++++ Provided data
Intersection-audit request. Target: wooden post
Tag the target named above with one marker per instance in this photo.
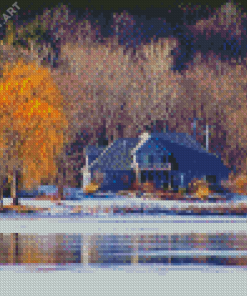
(169, 248)
(85, 249)
(1, 193)
(134, 256)
(169, 181)
(13, 248)
(13, 189)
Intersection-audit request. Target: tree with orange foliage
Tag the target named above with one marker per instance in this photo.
(32, 108)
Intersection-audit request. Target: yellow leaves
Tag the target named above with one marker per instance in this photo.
(34, 108)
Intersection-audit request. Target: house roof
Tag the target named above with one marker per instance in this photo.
(117, 156)
(181, 139)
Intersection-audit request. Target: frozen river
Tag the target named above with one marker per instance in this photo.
(100, 252)
(143, 280)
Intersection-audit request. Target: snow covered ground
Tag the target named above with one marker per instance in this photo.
(127, 280)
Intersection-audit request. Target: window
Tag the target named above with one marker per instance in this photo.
(150, 158)
(211, 178)
(145, 159)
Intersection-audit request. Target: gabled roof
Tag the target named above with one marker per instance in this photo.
(181, 139)
(117, 156)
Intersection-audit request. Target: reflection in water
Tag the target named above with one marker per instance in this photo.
(223, 249)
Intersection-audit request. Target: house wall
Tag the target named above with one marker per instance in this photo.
(115, 180)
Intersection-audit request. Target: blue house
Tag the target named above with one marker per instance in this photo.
(170, 160)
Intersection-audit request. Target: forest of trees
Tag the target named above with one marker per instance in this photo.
(57, 97)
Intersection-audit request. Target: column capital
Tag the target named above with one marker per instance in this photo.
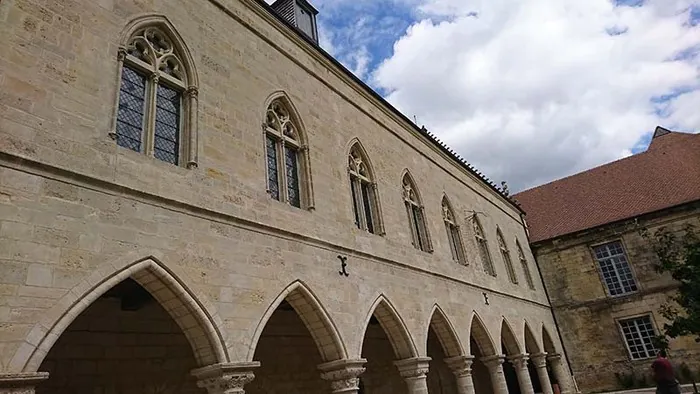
++++++++
Task goal: Reproduce all entries exactly. Pictures do not belong in the copy.

Exercise output:
Intersection-audit request. Target: wooden post
Tag the target named above with one marker per instance in this photo.
(169, 248)
(85, 249)
(1, 193)
(134, 256)
(169, 181)
(13, 248)
(13, 189)
Intersection-audit request. Target: tree with orange foliage
Tag the target named above with one marker per instance in this photo.
(32, 108)
Intersection-audit request. Target: yellow leaves
Tag the target named above with one marker per instance in this photo.
(34, 108)
Intersection-audit request. Target: house roof
Tag the target named above with one marker per instance in this photo.
(117, 156)
(181, 139)
Intersection-audit request. Target: frozen river
Tag the target named above with one marker per instance in this photo.
(100, 252)
(143, 280)
Intersection-audit request. Target: snow covered ground
Tag the target named above with one marker per instance in this photo.
(127, 280)
Intersection-audit request. Target: window
Tag the target named above with one marker per instance in this photo.
(150, 158)
(211, 178)
(145, 159)
Intersection-audit request. Target: gabled roof
Tag the target named above with one marker per instance in this photo.
(181, 139)
(117, 156)
Intersection-audit request. Target: reflection in water
Tag the target named above with one marker per instance in this photo.
(223, 249)
Intersection-audit request. Target: house wall
Tag the target named above with one marker per instance in this photo.
(115, 180)
Intersection-audit request. Target: blue house
Tag the target named above with one marker per instance in this photo.
(170, 160)
Intersection-audit request. Target: forest of trees
Tag the target named above with one marker per instance in this photo.
(57, 97)
Intersection-audit request. Target: column capital
Tag the target named above with one marker per instance in this photo.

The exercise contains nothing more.